Job: Begin with the line that contains "For the trial run, indicate each instance of the clock" and transcribe each line after it, up to and including the last line of the listing below.

[Data records]
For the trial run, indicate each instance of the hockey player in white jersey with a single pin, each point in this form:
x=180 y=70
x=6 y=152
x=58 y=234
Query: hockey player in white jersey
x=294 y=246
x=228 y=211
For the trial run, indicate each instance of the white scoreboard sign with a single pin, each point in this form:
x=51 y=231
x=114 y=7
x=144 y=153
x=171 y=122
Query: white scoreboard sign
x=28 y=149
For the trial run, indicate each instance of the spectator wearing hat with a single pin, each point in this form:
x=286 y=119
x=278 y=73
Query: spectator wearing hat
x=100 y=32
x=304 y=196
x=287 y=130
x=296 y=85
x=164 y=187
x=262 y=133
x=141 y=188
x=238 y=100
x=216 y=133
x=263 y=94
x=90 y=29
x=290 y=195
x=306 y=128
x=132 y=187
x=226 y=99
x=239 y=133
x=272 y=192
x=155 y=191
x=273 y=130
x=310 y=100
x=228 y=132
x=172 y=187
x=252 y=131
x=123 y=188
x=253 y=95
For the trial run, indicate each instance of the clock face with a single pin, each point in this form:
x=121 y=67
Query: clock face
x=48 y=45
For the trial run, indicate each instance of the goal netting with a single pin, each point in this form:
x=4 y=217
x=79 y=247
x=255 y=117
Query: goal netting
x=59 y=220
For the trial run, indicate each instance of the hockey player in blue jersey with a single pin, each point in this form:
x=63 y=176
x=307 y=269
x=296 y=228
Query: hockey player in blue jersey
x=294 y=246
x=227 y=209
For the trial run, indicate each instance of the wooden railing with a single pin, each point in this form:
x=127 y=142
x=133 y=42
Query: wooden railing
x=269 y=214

The reply:
For the trial run, indicate each instance of the clock face with a single pin, each point in this form:
x=121 y=67
Query: clock face
x=48 y=45
For the trial run, indicate each instance of the goal netting with a single pin, each point in this form:
x=4 y=217
x=79 y=247
x=255 y=117
Query: goal netting
x=59 y=220
For the trial run, indicate each instance of the hockey player in blue jersey with a single pin, each point in this form:
x=63 y=176
x=307 y=269
x=296 y=228
Query: hockey player in blue jersey
x=294 y=246
x=227 y=209
For the trial run, indicate each instance of the wooden railing with a single pin, each point in this form:
x=127 y=142
x=133 y=42
Query: wooden railing
x=269 y=214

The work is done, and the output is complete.